For most of us the days of being told how to live our cancer journey fell away when our treatments were over. Gone are the frustrating moments when well-meaning friends and strangers at Starbucks offer remedies, alternative therapies, and all manner of unsolicited advice.
But when you have mets, those opportunities keep on giving, until – well, until the treatment ends, and we all know when that is. Never.
So you can imagine my frustration by the wave of Good Samaritans, breast cancer survivors all, who seem to think that because they once had early stage breast cancer they are in a position to advise me about mine.
It’s not about treatment, thankfully, but it is about what is happening in the political world of breast cancer and it’s just as infuriating. I have a feeling we’re at a turning point among breast cancer organizations. Komen is still fighting it’s way back, NBCC is shifting it’s agenda. In my email box old accusations about ACS are being rehashed. And more and more of us are asking hard questions and demanding authentic answers. We are tired of the wool being pulled over our eyes. As we, advocates, become increasingly educated, as more and more money gets washed away in administrative overhead, as we continue to die, we are questioning – loudly – what is happening to the organizations who seek to or claim to speak for the plurality of the breast cancer community.
It’s interesting, because when I spoke out again Komen I was perceived as a well-informed, eye-wide-open, questioning sort of advocate. But now my questions are hitting closer to home – I’m asking for answers from the very organization that trained me to ask the questions. And those same people who supported me, vocally and visably, when it was Komen are now insisting that I don’t understand what is going on inside NBCC.
I readily admit that I have no inside track at NBCC. Nor did I at Komen. I hear the language they use, specifically about mets, and I ask questions. If I get answers at all, they are vague.
Do you have a mets agenda?
We have said clearly that we want to prevent mets.
How does that help those of us who have mets?
There’s only so much money to go around.
I get it. No one organization can do everything. I admire NBCC for all the training it provides advocates, for the platform that it has successfully (impressively) built, and for it’s commitment to a breast cancer vaccine.

DATASET EXCERPTS:
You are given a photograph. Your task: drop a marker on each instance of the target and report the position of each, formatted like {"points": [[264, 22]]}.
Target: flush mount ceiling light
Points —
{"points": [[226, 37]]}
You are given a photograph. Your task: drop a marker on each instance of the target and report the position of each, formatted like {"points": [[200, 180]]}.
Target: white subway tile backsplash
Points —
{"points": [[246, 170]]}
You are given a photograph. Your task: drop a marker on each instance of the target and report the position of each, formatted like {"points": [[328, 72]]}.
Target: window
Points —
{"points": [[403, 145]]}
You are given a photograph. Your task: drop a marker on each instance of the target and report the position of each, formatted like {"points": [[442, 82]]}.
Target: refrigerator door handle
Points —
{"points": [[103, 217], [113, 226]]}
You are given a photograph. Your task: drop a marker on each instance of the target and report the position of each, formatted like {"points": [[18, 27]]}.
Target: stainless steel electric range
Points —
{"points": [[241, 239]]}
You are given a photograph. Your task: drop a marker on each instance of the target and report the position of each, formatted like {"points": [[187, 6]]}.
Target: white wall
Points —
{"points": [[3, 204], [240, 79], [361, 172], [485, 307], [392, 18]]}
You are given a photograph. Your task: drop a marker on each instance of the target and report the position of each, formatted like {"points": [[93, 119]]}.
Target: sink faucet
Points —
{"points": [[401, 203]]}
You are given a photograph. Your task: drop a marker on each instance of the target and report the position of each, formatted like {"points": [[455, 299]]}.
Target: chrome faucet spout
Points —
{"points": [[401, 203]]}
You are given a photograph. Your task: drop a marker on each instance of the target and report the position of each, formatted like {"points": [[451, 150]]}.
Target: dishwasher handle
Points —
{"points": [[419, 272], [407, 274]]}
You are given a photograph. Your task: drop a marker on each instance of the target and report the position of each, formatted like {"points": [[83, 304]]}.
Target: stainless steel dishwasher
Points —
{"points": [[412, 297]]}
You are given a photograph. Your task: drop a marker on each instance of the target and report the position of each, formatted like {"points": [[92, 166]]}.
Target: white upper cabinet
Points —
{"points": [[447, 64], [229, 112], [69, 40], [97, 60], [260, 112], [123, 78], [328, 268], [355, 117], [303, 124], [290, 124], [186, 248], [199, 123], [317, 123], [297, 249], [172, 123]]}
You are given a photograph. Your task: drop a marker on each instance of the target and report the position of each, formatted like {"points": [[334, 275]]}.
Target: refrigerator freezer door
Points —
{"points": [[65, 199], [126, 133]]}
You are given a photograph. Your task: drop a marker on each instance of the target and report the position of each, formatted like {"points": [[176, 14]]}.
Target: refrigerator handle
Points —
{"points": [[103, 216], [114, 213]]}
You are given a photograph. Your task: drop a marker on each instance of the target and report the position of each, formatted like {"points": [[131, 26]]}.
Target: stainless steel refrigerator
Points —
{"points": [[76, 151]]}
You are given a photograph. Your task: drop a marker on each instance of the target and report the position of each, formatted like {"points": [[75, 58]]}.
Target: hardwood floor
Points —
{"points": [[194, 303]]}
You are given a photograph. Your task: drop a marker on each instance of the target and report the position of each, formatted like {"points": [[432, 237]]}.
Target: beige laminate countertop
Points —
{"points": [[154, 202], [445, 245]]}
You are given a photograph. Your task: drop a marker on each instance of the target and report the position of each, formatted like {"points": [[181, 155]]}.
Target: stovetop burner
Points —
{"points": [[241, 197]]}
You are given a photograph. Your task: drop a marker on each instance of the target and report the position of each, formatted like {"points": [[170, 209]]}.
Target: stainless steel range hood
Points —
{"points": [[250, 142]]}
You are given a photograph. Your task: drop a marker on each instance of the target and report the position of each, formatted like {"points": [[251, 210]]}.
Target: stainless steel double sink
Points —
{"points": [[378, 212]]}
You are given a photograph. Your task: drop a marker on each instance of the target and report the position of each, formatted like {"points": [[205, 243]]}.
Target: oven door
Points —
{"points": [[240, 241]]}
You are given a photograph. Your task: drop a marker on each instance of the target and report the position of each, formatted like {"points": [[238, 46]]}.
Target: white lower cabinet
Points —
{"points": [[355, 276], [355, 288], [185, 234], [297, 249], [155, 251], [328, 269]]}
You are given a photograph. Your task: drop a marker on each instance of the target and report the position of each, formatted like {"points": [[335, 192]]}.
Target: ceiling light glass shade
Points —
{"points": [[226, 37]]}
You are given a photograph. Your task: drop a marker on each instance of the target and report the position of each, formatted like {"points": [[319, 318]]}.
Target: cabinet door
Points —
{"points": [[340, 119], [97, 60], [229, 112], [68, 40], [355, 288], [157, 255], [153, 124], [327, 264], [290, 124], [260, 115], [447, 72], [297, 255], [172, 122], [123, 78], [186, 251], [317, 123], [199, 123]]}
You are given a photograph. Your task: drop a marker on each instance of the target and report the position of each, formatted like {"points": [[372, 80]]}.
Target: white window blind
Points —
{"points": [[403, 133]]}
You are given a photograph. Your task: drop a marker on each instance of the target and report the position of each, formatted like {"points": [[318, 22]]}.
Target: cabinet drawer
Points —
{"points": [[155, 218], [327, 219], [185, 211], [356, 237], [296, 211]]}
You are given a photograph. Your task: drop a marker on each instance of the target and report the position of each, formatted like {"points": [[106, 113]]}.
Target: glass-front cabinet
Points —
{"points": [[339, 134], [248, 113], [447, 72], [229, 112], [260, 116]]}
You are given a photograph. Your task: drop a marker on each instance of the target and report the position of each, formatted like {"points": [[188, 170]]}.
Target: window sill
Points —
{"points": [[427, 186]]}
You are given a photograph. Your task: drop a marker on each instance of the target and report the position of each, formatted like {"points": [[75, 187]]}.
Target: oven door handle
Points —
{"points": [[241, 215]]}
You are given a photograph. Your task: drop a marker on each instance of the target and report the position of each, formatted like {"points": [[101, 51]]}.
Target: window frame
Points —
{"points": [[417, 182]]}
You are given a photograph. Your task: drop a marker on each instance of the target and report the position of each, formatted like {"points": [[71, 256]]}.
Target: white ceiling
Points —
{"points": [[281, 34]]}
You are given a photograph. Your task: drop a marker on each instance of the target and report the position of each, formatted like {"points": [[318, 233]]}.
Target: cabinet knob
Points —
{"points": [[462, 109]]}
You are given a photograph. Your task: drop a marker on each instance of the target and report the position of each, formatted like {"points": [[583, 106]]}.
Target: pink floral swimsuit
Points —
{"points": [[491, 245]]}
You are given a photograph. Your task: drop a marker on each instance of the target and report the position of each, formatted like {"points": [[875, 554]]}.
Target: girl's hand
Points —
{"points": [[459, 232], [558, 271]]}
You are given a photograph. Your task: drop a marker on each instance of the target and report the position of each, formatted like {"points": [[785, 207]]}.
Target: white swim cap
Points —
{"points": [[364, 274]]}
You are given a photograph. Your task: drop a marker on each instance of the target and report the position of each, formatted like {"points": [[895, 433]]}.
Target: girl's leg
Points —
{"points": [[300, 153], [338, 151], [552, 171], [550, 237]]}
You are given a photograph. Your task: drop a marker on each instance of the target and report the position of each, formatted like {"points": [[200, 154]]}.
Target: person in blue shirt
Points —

QUESTIONS TO ANSWER:
1. From the breast cancer advocacy post above, extract everything from "For most of" down to "me about mine.".
2. In the breast cancer advocacy post, which three things does the writer say she admires NBCC for?

SOLUTIONS BY TASK:
1.
For most of us the days of being told how to live our cancer journey fell away when our treatments were over. Gone are the frustrating moments when well-meaning friends and strangers at Starbucks offer remedies, alternative therapies, and all manner of unsolicited advice.
But when you have mets, those opportunities keep on giving, until – well, until the treatment ends, and we all know when that is. Never.
So you can imagine my frustration by the wave of Good Samaritans, breast cancer survivors all, who seem to think that because they once had early stage breast cancer they are in a position to advise me about mine.

2. The training it provides advocates, the platform it has built, and its commitment to a breast cancer vaccine.